YOUR GOAL:
From the post about the two Civil War books, return the passage between "April 22, 2010" and "between the two.", inclusive.

PAGE EXCERPT:
#####

April 22, 2010 Leave a comment

Peace Eternal in a Nation United, Gettysburg

A few days ago I wrote about our just-made plan to visit Antietam National Battlefield and Gettysburg National Military Park after business in DC next week. In preparation, I had just downloaded two books for the Kindle by Civil War historian James McPherson, Antietam: the Battle That Changed the Course of the American Civil War and Hallowed Ground: A Walk at Gettysburg. Getting the books electronically had some disadvantages — maps and photographs are difficult to view — but this way Gail and I could read the books in parallel on our separate Kindles. Plus, on the iPad, the maps and photos can be viewed easily, so I was able to go back and forth between the two.

Both books are slim. Very slim. I read the Antietam book two days ago, the Gettysburg book yesterday. (I preferred to read them on the Kindle rather than the iPad, mostly because the Kindle is so much smaller and lighter. And even though initially I didn’t like the Kindle’s page-turning process, clicking a button and waiting for the e-ink to refresh, I prefer that too to the swiping motion one makes in the iPad’s Kindle app in order to turn pages.)

The books are excellent, but they have left me wishing we had allowed more time for our visits. The Antietam book places the battle in context, discussing military, political, and diplomatic developments in the months leading up to it before giving a necessarily brief treatment of the battle itself. A short final chapter discusses the consequences: Emancipation Proclamation, Republican success (or limited losses) in the 1862 mid-term election just weeks later, Britain’s decision not to intervene with an offer to mediate a settlement.

The Gettysburg book, in contrast, begins with the shortest of overviews of the battle’s context and then focuses narrowly on the three days of the battle itself, taking as its basis the on-site walking tours McPherson has often given. Though the balance of the two books is different, the Antietam book leads naturally into the Gettysburg one, since its closing overview takes us essentially through the end of 1862, whereas the Gettysburg book picks up at the beginning of 1863.

#####

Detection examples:

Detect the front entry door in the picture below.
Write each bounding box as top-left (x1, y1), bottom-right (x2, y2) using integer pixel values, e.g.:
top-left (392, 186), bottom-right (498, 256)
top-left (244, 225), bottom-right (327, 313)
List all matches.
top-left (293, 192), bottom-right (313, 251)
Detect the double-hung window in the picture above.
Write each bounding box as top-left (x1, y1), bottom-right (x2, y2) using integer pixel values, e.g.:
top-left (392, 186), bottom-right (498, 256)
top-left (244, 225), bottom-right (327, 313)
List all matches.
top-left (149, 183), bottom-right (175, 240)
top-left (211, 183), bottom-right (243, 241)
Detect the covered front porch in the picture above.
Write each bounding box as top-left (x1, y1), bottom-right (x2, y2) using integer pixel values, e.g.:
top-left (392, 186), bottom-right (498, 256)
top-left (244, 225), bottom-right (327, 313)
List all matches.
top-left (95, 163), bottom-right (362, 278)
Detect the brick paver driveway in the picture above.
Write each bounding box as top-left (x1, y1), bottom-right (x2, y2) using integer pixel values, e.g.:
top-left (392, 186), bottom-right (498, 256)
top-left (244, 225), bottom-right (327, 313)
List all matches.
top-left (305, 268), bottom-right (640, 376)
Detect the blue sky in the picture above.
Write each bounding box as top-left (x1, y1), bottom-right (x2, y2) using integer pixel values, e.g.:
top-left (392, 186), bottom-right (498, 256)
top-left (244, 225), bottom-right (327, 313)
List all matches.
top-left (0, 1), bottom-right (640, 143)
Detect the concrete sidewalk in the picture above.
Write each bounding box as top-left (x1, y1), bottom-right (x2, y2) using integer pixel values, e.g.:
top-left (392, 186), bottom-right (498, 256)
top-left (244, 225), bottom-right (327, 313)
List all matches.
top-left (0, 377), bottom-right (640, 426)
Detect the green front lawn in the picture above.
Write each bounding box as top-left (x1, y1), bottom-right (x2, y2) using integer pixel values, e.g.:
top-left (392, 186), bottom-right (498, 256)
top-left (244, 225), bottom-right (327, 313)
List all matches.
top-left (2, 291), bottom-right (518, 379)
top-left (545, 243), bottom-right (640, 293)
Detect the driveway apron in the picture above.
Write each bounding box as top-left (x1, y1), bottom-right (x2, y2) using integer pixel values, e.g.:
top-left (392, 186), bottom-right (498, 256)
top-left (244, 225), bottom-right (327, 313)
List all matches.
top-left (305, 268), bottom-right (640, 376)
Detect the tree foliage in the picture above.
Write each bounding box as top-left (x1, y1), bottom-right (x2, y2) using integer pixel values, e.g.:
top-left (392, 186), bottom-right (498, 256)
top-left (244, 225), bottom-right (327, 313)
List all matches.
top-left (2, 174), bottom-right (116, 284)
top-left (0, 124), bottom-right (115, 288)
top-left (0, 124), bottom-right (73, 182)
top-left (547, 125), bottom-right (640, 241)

#####

SOLVED PROBLEM:
April 22, 2010 Leave a comment

Peace Eternal in a Nation United, Gettysburg

A few days ago I wrote about our just-made plan to visit Antietam National Battlefield and Gettysburg National Military Park after business in DC next week. In preparation, I had just downloaded two books for the Kindle by Civil War historian James McPherson, Antietam: the Battle That Changed the Course of the American Civil War and Hallowed Ground: A Walk at Gettysburg. Getting the books electronically had some disadvantages — maps and photographs are difficult to view — but this way Gail and I could read the books in parallel on our separate Kindles. Plus, on the iPad, the maps and photos can be viewed easily, so I was able to go back and forth between the two.